→ **EXERCISE INSTRUCTIONS**:
• 1. According to the profile of Caroline Uhler, what professorship did she receive in November 2015?
• 2. Extend the profile of Caroline Uhler, picking up after its final sentence.

[Opening DOCUMENT EXCERPT section]

Caroline Uhler joined the MIT faculty in October 2015 as an assistant professor in the Department of Electrical Engineering and Computer Science. She was awarded the 2015 Doherty Professorship in Ocean Utilization in November 2015. She joined the Institute for Data, Systems, and Society (IDSS) — which addresses complex societal challenges by advancing education and research at the intersection of statistics, data science, information and decision systems, and social sciences — as a member of the Laboratory for Information and Decision Systems (LIDS).
Uhler’s research focuses on mathematical statistics, in particular on graphical models and the use of algebraic and geometric methods in statistics, and its applications to biology. Her current projects include the development of causal inference algorithms to infer gene regulatory networks, the development of ellipsoid packing algorithms to study the spatial organization of chromosomes, and the study of Brownian motion models for phylogenetic inference using quantitative traits.

[Closing DOCUMENT EXCERPT section]
[Opening EXTRACTED MATERIAL section]

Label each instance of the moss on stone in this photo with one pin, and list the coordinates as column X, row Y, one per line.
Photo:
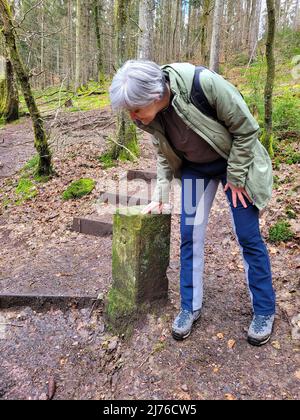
column 79, row 189
column 140, row 258
column 25, row 190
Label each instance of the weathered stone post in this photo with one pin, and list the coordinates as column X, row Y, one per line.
column 141, row 251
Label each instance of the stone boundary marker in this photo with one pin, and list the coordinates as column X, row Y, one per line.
column 141, row 254
column 136, row 174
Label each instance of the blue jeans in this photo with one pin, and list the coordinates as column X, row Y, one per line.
column 199, row 186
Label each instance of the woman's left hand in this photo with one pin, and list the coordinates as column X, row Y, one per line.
column 237, row 193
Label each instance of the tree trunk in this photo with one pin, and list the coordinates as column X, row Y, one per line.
column 207, row 8
column 126, row 138
column 297, row 16
column 9, row 98
column 78, row 78
column 188, row 53
column 268, row 135
column 40, row 137
column 216, row 37
column 96, row 13
column 146, row 20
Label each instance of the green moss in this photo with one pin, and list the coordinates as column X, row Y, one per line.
column 107, row 161
column 32, row 164
column 79, row 189
column 160, row 346
column 280, row 232
column 25, row 190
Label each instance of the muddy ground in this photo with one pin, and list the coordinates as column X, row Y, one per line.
column 74, row 349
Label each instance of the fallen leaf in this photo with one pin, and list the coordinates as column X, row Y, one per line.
column 231, row 344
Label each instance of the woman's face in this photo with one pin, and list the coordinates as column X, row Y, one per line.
column 146, row 114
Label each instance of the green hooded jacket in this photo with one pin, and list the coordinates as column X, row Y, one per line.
column 249, row 164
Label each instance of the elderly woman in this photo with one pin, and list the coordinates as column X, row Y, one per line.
column 204, row 134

[Closing EXTRACTED MATERIAL section]

→ **PER-TASK ANSWERS**:
• 1. The 2015 Doherty Professorship in Ocean Utilization.

• 2.
Uhler spoke with IDSS about her work and her perspective on being part of both LIDS and IDSS.
Q. How would you explain your work — both the theoretical and the applied — to someone not in the field?
A: Let’s start with graphical models. That’s my main interest. A graph in mathematical language is a network. So you have nodes [the points on the graph] and you have edges [the lines between the nodes].
There are two different kinds of models on a graph: Either you have data on the nodes or you have data on the edges. What I work on is gene expression data, so the nodes are the genes and the edges represent interactions between these genes. What we get to measure is the genes — how much protein they produce. Missing edges represent some kind of independence relation. Assuming you have knowledge on all nodes, a missing edge between gene 1 and gene 3 means that gene 1 does not provide any further information on gene 3 other than what we already know from all other genes.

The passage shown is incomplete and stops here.